■ **Task instructions**:
Please output every line of the material as it stands, without the pictures.

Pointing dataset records

::::::::::

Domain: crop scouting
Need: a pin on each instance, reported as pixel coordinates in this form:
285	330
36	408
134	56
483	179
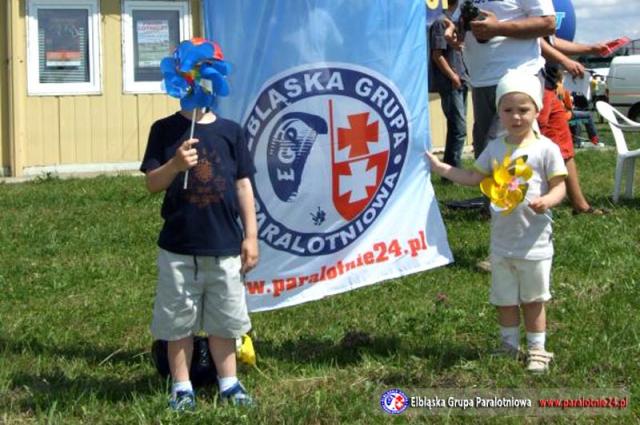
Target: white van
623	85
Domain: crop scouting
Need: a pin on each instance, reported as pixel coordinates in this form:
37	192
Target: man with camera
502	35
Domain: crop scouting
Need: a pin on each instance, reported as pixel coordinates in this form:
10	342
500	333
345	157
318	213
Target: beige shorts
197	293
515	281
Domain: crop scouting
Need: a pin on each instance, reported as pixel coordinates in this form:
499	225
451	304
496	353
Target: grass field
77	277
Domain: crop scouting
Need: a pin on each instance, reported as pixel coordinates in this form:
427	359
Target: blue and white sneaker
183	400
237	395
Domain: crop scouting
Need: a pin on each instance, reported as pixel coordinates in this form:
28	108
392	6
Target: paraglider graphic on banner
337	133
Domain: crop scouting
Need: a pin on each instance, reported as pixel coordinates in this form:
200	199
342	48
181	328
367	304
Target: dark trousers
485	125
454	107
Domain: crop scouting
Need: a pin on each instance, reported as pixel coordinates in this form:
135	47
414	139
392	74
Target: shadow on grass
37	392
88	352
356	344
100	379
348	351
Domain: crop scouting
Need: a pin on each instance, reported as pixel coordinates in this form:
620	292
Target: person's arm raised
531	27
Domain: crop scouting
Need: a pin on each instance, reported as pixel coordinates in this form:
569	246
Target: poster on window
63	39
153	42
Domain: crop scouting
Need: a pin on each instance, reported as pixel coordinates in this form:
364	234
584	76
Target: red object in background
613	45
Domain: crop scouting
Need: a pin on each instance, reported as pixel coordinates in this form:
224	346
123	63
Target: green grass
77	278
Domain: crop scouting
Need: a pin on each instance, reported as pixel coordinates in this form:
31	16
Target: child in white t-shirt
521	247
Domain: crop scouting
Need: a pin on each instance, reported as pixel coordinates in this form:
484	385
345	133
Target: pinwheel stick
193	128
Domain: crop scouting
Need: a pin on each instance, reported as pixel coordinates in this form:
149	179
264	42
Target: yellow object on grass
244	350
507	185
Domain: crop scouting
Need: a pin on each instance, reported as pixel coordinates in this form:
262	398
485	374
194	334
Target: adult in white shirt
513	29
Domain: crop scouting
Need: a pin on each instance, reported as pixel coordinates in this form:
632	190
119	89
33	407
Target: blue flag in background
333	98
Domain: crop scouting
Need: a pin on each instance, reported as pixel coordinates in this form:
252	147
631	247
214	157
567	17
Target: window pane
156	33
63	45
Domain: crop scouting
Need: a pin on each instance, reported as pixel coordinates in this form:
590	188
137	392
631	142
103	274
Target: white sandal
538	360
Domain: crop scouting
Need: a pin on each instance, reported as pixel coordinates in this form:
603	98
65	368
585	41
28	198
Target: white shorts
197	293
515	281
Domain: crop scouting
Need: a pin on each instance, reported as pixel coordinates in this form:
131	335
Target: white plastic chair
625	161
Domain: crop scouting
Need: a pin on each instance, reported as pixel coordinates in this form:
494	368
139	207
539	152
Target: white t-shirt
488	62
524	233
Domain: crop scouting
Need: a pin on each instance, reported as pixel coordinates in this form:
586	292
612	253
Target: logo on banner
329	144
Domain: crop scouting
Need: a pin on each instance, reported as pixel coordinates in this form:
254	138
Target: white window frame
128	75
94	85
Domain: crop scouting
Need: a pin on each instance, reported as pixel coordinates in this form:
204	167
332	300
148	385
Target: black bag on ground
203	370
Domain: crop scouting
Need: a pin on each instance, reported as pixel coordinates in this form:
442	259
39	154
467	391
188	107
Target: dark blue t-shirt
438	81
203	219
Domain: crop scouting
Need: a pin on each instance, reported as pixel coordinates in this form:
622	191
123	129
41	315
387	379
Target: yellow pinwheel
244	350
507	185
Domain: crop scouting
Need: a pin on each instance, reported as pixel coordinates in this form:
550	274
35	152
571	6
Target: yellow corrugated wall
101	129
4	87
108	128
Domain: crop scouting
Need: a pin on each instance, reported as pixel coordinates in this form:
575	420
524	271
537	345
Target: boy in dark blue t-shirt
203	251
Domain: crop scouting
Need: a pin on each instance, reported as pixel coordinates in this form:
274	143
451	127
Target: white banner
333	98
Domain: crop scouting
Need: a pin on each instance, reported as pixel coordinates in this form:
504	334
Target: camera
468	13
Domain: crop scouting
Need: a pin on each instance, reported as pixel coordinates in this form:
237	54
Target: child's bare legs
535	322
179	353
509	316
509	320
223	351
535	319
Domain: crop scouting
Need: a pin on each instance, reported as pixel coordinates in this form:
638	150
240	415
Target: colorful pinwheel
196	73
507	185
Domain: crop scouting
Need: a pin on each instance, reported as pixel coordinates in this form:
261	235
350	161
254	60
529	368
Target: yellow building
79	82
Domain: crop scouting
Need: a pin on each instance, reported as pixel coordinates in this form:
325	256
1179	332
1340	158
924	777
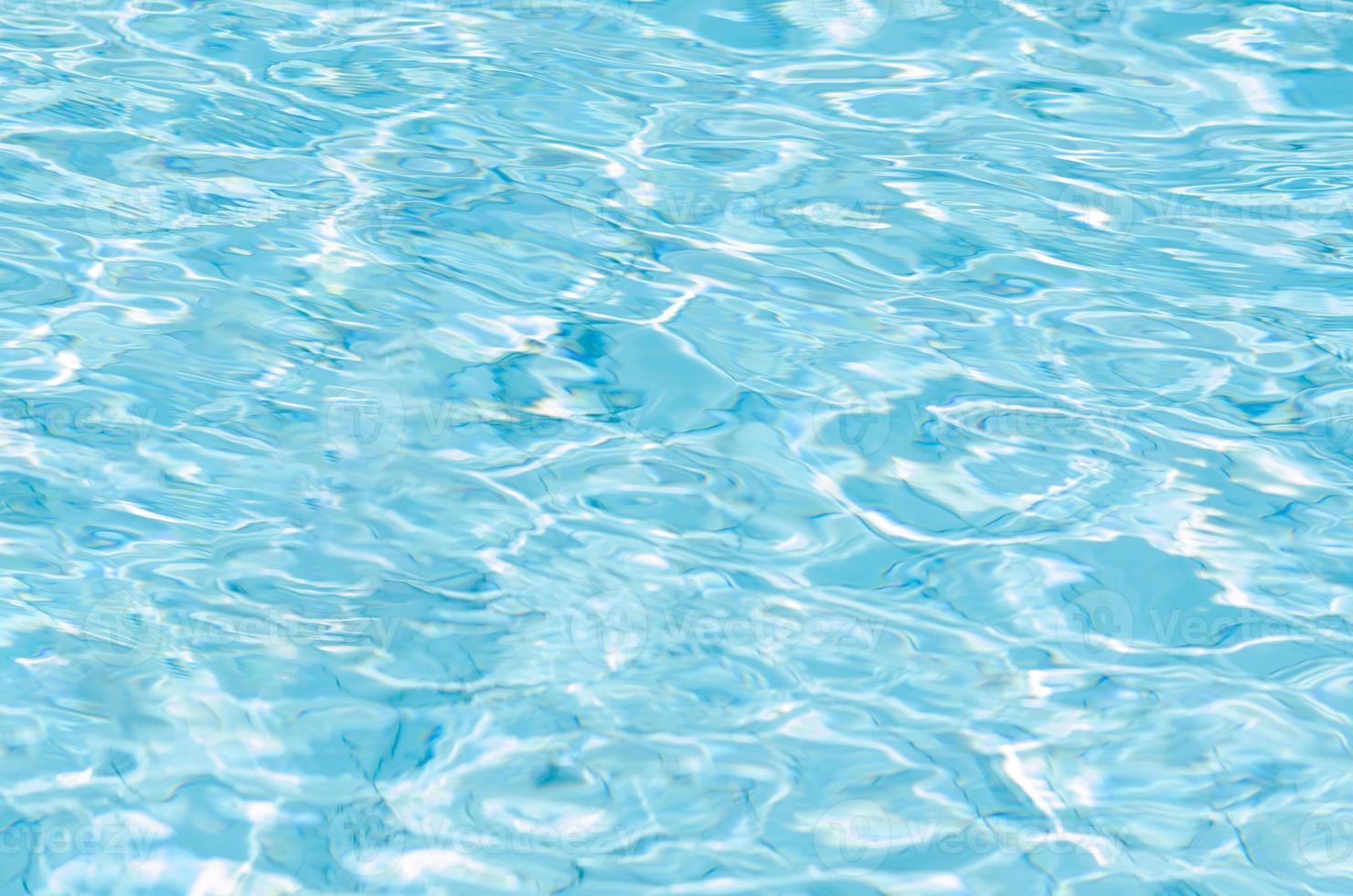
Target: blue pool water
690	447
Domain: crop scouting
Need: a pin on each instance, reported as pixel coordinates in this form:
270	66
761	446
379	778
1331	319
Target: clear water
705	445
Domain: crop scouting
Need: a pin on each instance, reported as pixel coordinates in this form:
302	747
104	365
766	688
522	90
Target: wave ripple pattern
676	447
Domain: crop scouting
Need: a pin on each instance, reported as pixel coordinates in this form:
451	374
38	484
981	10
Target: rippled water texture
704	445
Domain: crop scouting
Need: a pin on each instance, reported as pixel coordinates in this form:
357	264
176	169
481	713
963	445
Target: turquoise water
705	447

::::::::::

■ **Correct response**:
Domain: crop scouting
Need: a pin on each instance, reported as pixel coordinates in this form:
285	330
36	408
134	56
483	179
Target: white van
623	85
Domain: crop scouting
Need: a pin on each instance, reported as pixel coordinates in this form:
37	192
Target: man with camera
502	35
Domain: crop scouting
Need: a pin on each instance, reported as pixel coordinates in this form:
10	342
500	333
345	157
318	213
Target: beige shorts
197	293
515	281
Domain: crop scouting
Need: a pin on each instance, reported as pixel coordinates in this form:
499	225
451	304
496	353
Target: grass field
77	277
Domain: crop scouting
Need: a pin on each instance, reported as pixel coordinates in this form:
427	359
Target: blue and white sneaker
183	400
237	395
Domain: crop scouting
Need: a pin on each instance, reported as pixel coordinates in this form:
28	108
392	6
Target: paraglider graphic on banner
337	133
Domain: crop scouting
Need: a pin on each instance, reported as pixel coordinates in this form:
200	199
342	48
181	328
367	304
Target: dark trousers
485	125
454	107
Domain: crop scouting
Need: a pin on each instance, reported as pixel coordinates in this form:
135	47
414	139
392	74
Target: shadow on grass
37	392
88	352
356	344
100	379
348	351
Domain: crop scouting
Need: a pin on each instance, reported as pixel coordinates in this form:
620	292
Target: person's arm raised
531	27
Domain: crop scouting
Need: a pin on each instance, reported as pixel coordinates in this form:
569	246
Target: poster on window
63	39
153	42
Domain: crop scouting
Need: a pin on each instance, reported as pixel coordinates in this form:
364	234
584	76
Target: red object in background
613	45
Domain: crop scouting
Need: a pin on each instance, reported as pixel coordinates in this form:
224	346
123	63
Target: green grass
77	278
Domain: crop scouting
Need: a pin on each instance, reported as pixel coordinates in this form:
31	16
Target: child in white t-shirt
521	247
Domain: crop scouting
Need: a pin on each instance, reported as pixel coordinates in this form:
484	385
345	133
Target: pinwheel stick
193	128
Domain: crop scouting
Need: a pin on each instance, reported as pixel coordinates in this form:
149	179
264	42
Target: yellow object on grass
244	350
507	185
Domain: crop scouting
Need: a pin on each instance, reported as pixel coordinates in this form:
262	398
485	374
194	334
Target: adult in white shirt
513	29
Domain: crop scouting
Need: a pin on each instance, reported as pixel coordinates in this form:
632	190
119	89
33	407
Target: blue flag in background
333	98
Domain: crop scouting
Need: a pin on each instance, reported as pixel coordinates in this form:
252	147
631	247
214	157
567	17
Target: window pane
156	33
63	45
Domain: crop scouting
Need: a pin on each instance, reported as pixel coordinates in this form:
590	188
137	392
631	142
103	274
Target: white sandal
538	360
Domain: crop scouting
Need: a pin on each instance, reported as pixel coordinates in this form:
603	98
65	368
585	41
28	198
Target: white shorts
197	293
515	281
Domain: crop scouting
Need: a pin on each instance, reported as pixel coordinates in this form:
131	335
Target: white plastic chair
625	161
Domain: crop scouting
Need: a pin on each instance, reported as pixel coordinates in this form:
494	368
139	207
539	152
Target: white t-shirt
488	62
524	233
Domain: crop scouting
Need: a pin on each instance, reported as pixel coordinates in this form:
586	292
612	253
Target: logo on banner
329	144
Domain: crop scouting
Need: a pin on each instance, reported as pixel coordinates in this form:
254	138
Target: white window frame
128	75
94	85
Domain: crop scouting
Need: a pin on each instance, reported as pixel coordinates in this form:
204	167
332	300
148	385
Target: black bag on ground
203	370
Domain: crop scouting
Need: a pin on each instance, reported as pixel coordinates in this form:
442	259
39	154
467	391
188	107
Target: dark blue t-shirt
438	81
203	219
Domain: crop scouting
Need: a pin on each instance, reported as pixel coordinates in this form:
622	191
123	129
41	315
387	379
Target: yellow pinwheel
244	350
507	185
Domain: crop scouting
Need: a pin on each instance, reported as pixel coordinates in this form:
550	274
35	152
571	6
Target: yellow corrugated wall
101	129
4	87
108	128
Domain: crop scouting
Need: a pin on each instance, reported as pixel coordinates in this form:
575	420
524	271
537	345
Target: boy in dark blue t-shirt
203	251
Domain: crop scouting
Need: a pin on each instance, reported as pixel coordinates in this form:
274	143
451	127
Target: white banner
333	98
Domain: crop scouting
Need: a pin on each instance, reported as pixel coordinates in this form:
504	334
Target: camera
468	13
Domain: crop scouting
Need: a pin on each instance, reported as pixel coordinates in this form:
237	54
Target: child's bare legs
535	322
179	353
509	316
509	320
223	351
535	319
Domain: crop scouting
Need: a pin on each instance, reported as pixel coordinates in this form:
638	150
240	415
Target: colorful pinwheel
196	73
507	185
Domain: crop scouting
Need: a pin on each instance, reported as pixel coordinates in this form:
261	235
350	161
254	60
529	368
Target: yellow building
79	82
Domain: crop scouting
Need: a pin on each instance, reported as pixel coordinates in this form:
325	256
1179	332
1340	158
924	777
Target: blue pool water
690	447
Domain: crop scouting
Need: a pin on each instance, reported as pixel coordinates in this form:
270	66
761	446
379	778
1331	319
Target: clear water
705	445
Domain: crop scouting
Need: a pin on each instance, reported as pixel coordinates in this form:
302	747
104	365
766	688
522	90
Target: wave ripple pattern
676	447
Domain: crop scouting
Need: a pin on each instance, reported as pixel coordinates in this form:
451	374
38	484
981	10
Target: rippled water texture
704	445
Domain: crop scouting
Need: a pin on each instance, reported as pixel coordinates in this form:
357	264
176	169
481	713
963	445
Target: turquoise water
705	447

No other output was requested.